» WHAT YOU WILL DO
Print the passage below on the Peanut Corp. of America's earlier aflatoxin recall and lawsuits word for word, in full.

[DOCUMENT SECTION — start]

Peanut Corp. manufactured roughly 2.5 percent of the nation’s processed peanuts. And Stewart Parnell served as a peanut-quality adviser to the U.S. Department of Agriculture — until he was removed from the board last week.

PCA and trouble aren’t strangers.

In the fall of 1989, an Oklahoma peanut broker sold raw and roasted peanuts to the Parnells and shipped them to their previous Texas plant in Gorman. PCA turned some of the peanuts into peanut butter that was sold the following year to the American Candy Co.

American Candy turned the peanut butter into nearly 8,000 cases of Kisses for Wal-Mart. Not a single Kiss, though, crossed a candy-lovers’ lips.

On Sept. 14, 1990, PCA sent out an “Urgent Food Recall” notice to American Candy and maybe three-dozen other recipients of the Parnells’ peanut butter, according to a lawsuit filed in Bedford County Circuit Court in Virginia. A month earlier, the Food and Drug Administration informed the Parnells that the peanuts used to make the peanut butter “contained unacceptable high levels of alfatoxin,” a toxic mold. Consequently, PCA’s peanut butter and dark roasted peanut granules “exceed FDA established tolerance level for aflatoxin.”

Hugh Parnell told American Candy he’d dispose of the bad peanut butter and credit their account for any loss.

American Candy wasn’t mollified. It sued PCA for $150,000 — the cost of the tainted peanut butter, storage and replacements. In May 1993, PCA’s insurance company paid $90,000 to settle the case, according to the lawsuit.

The Parnells had already begun litigation against their supplier, Nutra Nut Corp., claiming much of the peanut shipment was “stale and/or rancid.” They sought $200,000; they settled for $10,000, according to court papers.

[DOCUMENT SECTION — finish]
[DATA — start]

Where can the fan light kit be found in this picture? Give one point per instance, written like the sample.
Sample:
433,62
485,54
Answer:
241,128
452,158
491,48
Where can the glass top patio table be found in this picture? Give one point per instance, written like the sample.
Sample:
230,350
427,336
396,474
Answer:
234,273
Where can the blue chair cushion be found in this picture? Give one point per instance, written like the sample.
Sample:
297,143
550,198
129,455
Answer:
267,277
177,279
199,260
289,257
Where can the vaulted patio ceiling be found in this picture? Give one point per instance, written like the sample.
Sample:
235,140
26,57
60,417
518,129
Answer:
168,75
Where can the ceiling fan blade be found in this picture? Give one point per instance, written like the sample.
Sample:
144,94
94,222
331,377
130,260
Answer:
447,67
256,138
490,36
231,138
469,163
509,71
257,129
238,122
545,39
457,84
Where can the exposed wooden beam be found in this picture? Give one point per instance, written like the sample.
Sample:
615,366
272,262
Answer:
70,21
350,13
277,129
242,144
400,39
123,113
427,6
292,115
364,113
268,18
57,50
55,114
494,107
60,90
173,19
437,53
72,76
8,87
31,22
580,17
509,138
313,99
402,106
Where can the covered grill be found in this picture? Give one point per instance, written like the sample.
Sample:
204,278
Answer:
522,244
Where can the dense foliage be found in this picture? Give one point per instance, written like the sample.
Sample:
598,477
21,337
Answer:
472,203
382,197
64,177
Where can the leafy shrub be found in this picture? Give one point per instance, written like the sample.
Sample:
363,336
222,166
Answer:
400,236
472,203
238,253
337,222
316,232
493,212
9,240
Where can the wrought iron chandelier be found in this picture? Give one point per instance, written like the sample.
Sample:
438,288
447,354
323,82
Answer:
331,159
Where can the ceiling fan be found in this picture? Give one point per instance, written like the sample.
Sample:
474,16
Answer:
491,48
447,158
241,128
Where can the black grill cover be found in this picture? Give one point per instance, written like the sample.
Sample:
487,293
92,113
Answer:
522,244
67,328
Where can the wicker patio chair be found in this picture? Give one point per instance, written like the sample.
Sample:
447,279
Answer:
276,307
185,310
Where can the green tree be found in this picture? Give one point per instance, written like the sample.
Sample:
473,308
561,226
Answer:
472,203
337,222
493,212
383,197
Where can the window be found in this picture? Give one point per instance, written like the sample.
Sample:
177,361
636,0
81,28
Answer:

[DATA — finish]

» RESPONSE BELOW
Peanut Corp. manufactured roughly 2.5 percent of the nation’s processed peanuts. And Stewart Parnell served as a peanut-quality adviser to the U.S. Department of Agriculture — until he was removed from the board last week.

PCA and trouble aren’t strangers.

In the fall of 1989, an Oklahoma peanut broker sold raw and roasted peanuts to the Parnells and shipped them to their previous Texas plant in Gorman. PCA turned some of the peanuts into peanut butter that was sold the following year to the American Candy Co.

American Candy turned the peanut butter into nearly 8,000 cases of Kisses for Wal-Mart. Not a single Kiss, though, crossed a candy-lovers’ lips.

On Sept. 14, 1990, PCA sent out an “Urgent Food Recall” notice to American Candy and maybe three-dozen other recipients of the Parnells’ peanut butter, according to a lawsuit filed in Bedford County Circuit Court in Virginia. A month earlier, the Food and Drug Administration informed the Parnells that the peanuts used to make the peanut butter “contained unacceptable high levels of alfatoxin,” a toxic mold. Consequently, PCA’s peanut butter and dark roasted peanut granules “exceed FDA established tolerance level for aflatoxin.”

Hugh Parnell told American Candy he’d dispose of the bad peanut butter and credit their account for any loss.

American Candy wasn’t mollified. It sued PCA for $150,000 — the cost of the tainted peanut butter, storage and replacements. In May 1993, PCA’s insurance company paid $90,000 to settle the case, according to the lawsuit.

The Parnells had already begun litigation against their supplier, Nutra Nut Corp., claiming much of the peanut shipment was “stale and/or rancid.” They sought $200,000; they settled for $10,000, according to court papers.